> [Data shown]
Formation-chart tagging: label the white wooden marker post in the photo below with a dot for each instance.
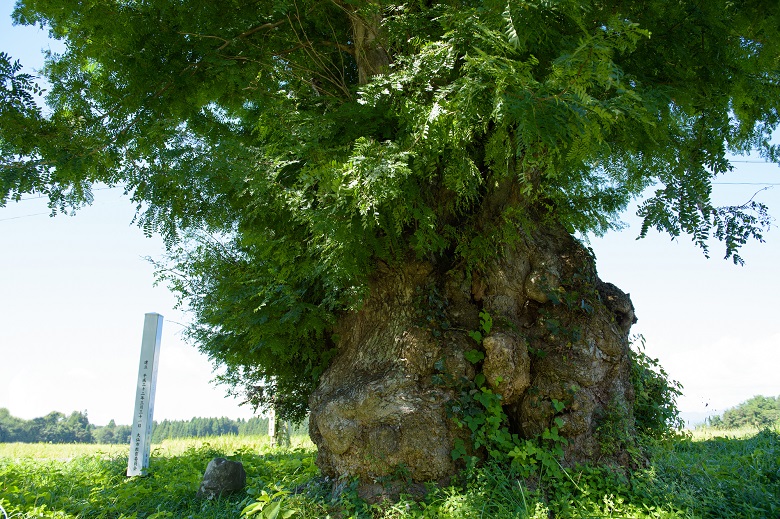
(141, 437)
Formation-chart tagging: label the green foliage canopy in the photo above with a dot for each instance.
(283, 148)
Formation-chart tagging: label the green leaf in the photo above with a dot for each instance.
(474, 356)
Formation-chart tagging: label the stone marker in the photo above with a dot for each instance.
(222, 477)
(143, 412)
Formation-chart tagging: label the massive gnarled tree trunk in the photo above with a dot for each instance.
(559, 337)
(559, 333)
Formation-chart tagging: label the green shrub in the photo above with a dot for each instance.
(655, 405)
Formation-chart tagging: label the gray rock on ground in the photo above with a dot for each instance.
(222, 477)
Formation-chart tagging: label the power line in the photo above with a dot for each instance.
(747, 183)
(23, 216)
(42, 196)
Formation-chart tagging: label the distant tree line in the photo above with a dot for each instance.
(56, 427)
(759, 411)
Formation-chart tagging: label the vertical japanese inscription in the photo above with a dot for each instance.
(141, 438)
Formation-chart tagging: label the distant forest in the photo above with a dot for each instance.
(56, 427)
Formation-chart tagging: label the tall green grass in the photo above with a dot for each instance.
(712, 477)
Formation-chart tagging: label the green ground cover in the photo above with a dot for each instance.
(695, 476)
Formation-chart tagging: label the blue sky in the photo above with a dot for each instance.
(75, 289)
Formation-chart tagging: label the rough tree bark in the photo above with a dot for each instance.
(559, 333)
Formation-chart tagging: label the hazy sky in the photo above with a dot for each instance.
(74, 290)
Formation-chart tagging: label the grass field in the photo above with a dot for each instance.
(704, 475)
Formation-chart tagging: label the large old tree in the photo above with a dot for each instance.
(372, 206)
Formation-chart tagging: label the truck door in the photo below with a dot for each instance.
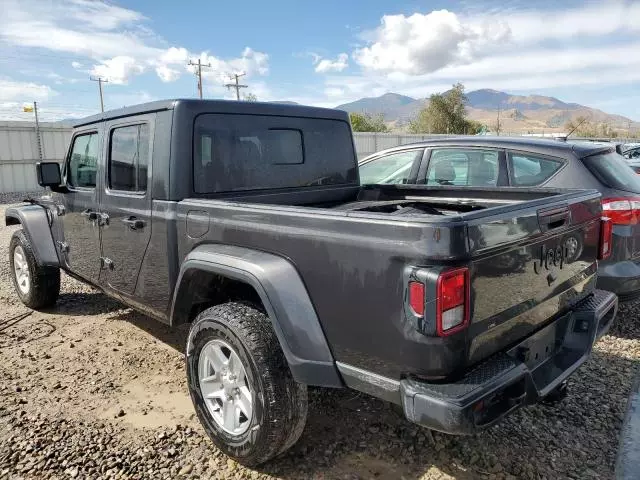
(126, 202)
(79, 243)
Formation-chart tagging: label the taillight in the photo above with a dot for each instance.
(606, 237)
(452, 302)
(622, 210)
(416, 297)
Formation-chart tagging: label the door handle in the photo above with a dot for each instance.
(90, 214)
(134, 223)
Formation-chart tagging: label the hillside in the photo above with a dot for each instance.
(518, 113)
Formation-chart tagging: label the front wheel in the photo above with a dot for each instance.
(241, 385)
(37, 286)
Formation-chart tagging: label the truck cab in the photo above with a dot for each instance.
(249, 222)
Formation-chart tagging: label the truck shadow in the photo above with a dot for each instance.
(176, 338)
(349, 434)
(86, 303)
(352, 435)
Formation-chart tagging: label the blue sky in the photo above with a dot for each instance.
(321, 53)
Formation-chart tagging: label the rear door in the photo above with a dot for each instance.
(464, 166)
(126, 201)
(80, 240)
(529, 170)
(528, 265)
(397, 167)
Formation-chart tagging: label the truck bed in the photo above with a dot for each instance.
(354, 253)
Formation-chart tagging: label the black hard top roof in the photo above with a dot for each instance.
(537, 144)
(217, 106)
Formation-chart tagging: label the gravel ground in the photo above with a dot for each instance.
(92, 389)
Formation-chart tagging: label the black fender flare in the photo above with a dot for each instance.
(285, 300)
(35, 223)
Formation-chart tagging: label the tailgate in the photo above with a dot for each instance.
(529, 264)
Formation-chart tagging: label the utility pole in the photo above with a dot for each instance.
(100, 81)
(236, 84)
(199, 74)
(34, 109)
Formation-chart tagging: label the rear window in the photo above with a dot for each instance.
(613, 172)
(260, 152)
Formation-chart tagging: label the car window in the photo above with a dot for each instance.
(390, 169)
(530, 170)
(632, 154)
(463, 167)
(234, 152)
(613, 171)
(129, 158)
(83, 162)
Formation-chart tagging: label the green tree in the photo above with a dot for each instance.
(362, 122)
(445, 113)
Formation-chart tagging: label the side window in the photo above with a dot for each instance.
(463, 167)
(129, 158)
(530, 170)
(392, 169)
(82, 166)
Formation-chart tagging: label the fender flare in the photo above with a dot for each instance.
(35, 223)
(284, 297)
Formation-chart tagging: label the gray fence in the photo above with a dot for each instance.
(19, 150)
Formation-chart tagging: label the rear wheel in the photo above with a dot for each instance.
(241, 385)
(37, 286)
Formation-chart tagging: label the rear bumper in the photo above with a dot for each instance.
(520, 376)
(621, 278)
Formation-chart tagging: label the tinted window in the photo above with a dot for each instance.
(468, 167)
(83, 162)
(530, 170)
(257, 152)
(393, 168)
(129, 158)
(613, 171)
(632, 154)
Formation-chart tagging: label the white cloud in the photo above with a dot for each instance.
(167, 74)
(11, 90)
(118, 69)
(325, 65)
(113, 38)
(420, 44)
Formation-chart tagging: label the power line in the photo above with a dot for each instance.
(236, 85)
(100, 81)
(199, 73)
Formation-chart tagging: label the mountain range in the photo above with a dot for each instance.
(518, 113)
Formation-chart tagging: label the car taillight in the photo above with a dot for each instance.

> [Goal]
Format every line of the items above as a JSON list of strings, one string per line, omitting blank lines and excluding the pictures.

> [Output below]
[
  "Formation-chart tagging: label the white wooden marker post in the photo below with a dot for each instance.",
  "(141, 437)",
  "Formation-chart tagging: label the green foliage canopy in the photo above with a dot for each instance.",
  "(283, 148)",
  "Formation-chart tagging: label the green leaf in the photo above with a dot for each instance.",
  "(474, 356)",
  "Formation-chart tagging: label the stone marker in the photo above with a dot for each instance.",
  "(222, 477)",
  "(143, 412)",
  "Formation-chart tagging: label the massive gnarled tree trunk in the photo above with a dot for each instance.",
  "(559, 337)",
  "(559, 333)",
  "Formation-chart tagging: label the green shrub in the photo above with a dot for each instance.",
  "(655, 405)",
  "Formation-chart tagging: label the gray rock on ground in the photo above with a dot for each instance.",
  "(222, 477)",
  "Formation-chart tagging: label the power line in the photo above with a dot for each instance.",
  "(747, 183)",
  "(23, 216)",
  "(42, 196)",
  "Formation-chart tagging: label the distant tree line in the photo above with a dot for each instance.",
  "(56, 427)",
  "(759, 411)",
  "Formation-chart tagging: label the vertical japanese inscription in the photo above with a dot for each instance.",
  "(141, 438)",
  "Formation-chart tagging: label the distant forest in the photo above with a dot for each instance.",
  "(56, 427)",
  "Formation-chart tagging: label the tall green grass in the photo above with a dot for each instance.",
  "(712, 477)",
  "Formation-chart tagging: label the green ground cover in the photo above with a dot for each instance.",
  "(695, 476)",
  "Formation-chart tagging: label the blue sky in the photo above with a dot for each instance.",
  "(75, 289)",
  "Formation-chart tagging: label the rough tree bark in the photo above with a dot for each instance.",
  "(559, 333)",
  "Formation-chart tagging: label the hazy sky in the photo above with a dot for each instance.",
  "(74, 290)",
  "Formation-chart tagging: label the grass field in the photo above with a dot for each instance.",
  "(704, 475)",
  "Formation-chart tagging: label the large old tree in the photo above with a dot for each instance.",
  "(372, 206)",
  "Formation-chart tagging: label the truck door in the photo below with a dot for each instance.",
  "(126, 202)",
  "(79, 243)",
  "Formation-chart tagging: label the taillight in the photo above with a dot for each instance.",
  "(606, 237)",
  "(452, 302)",
  "(622, 210)",
  "(416, 297)",
  "Formation-chart tagging: label the door handle in the photo above with a dot for each instance.",
  "(90, 214)",
  "(134, 223)",
  "Formation-chart tagging: label the hillside in the photo above with a dot for each instance.",
  "(518, 113)",
  "Formation-chart tagging: label the front wheel in the photo above with a dot for each instance.",
  "(241, 385)",
  "(37, 286)",
  "Formation-chart tagging: label the truck cab in the photo above with a dot for each instance.",
  "(249, 222)",
  "Formation-chart tagging: label the truck shadow in the photo above with a dot for each instance.",
  "(176, 338)",
  "(349, 434)",
  "(86, 303)",
  "(352, 435)",
  "Formation-chart tagging: label the blue sky in the photo above with a dot for each instance.",
  "(321, 53)",
  "Formation-chart tagging: label the rear door in the photo above with a dot for each instance.",
  "(464, 166)",
  "(126, 201)",
  "(80, 240)",
  "(529, 170)",
  "(528, 265)",
  "(397, 167)",
  "Formation-chart tagging: label the truck bed in the photo above with a dot for each instance.",
  "(354, 253)",
  "Formation-chart tagging: label the black hard top roof in the photo above with a dot for each instance.",
  "(537, 144)",
  "(217, 106)",
  "Formation-chart tagging: label the gravel ground in the photo above with a dot for each instance.",
  "(92, 389)",
  "Formation-chart tagging: label the black fender flare in the photo above with a dot for each instance.",
  "(285, 300)",
  "(35, 223)",
  "Formation-chart tagging: label the tailgate in the photo above with a dot for each instance.",
  "(529, 264)",
  "Formation-chart tagging: label the utility pole in the photo above with a dot for each instance.",
  "(100, 81)",
  "(236, 84)",
  "(199, 74)",
  "(34, 109)",
  "Formation-chart tagging: label the rear window in the photo above with a dot for each instance.",
  "(613, 172)",
  "(260, 152)",
  "Formation-chart tagging: label the car window in the photo above with a dot for each instance.",
  "(390, 169)",
  "(530, 170)",
  "(632, 154)",
  "(463, 167)",
  "(234, 152)",
  "(613, 171)",
  "(129, 158)",
  "(83, 162)",
  "Formation-chart tagging: label the green tree in the photo above with a dot for each instance.",
  "(362, 122)",
  "(445, 113)",
  "Formation-chart tagging: label the side window in the photo above with a dot for each instance.",
  "(463, 167)",
  "(129, 158)",
  "(530, 170)",
  "(392, 169)",
  "(82, 166)",
  "Formation-chart tagging: label the fender flare in the photo above with a dot for each instance.",
  "(35, 223)",
  "(284, 297)",
  "Formation-chart tagging: label the gray fence in the photo above with a dot for each instance.",
  "(19, 150)",
  "Formation-chart tagging: label the rear wheel in the photo above with a dot for each instance.",
  "(241, 385)",
  "(37, 286)",
  "Formation-chart tagging: label the rear bumper in the photo above with a dot for each instance.",
  "(520, 376)",
  "(621, 278)",
  "Formation-chart tagging: label the tinted window in the photo above with a dot for each instance.",
  "(468, 167)",
  "(83, 162)",
  "(530, 170)",
  "(257, 152)",
  "(393, 168)",
  "(129, 158)",
  "(613, 171)",
  "(632, 154)",
  "Formation-chart tagging: label the white cloud in the photo above with a dot for each instance.",
  "(167, 74)",
  "(11, 90)",
  "(118, 69)",
  "(325, 65)",
  "(113, 38)",
  "(420, 44)",
  "Formation-chart tagging: label the power line in the photo above with a dot for each instance.",
  "(236, 85)",
  "(100, 81)",
  "(199, 73)",
  "Formation-chart tagging: label the mountain range in the photo above with a dot for each instance.",
  "(518, 113)",
  "Formation-chart tagging: label the car taillight in the photo above with a dot for each instance."
]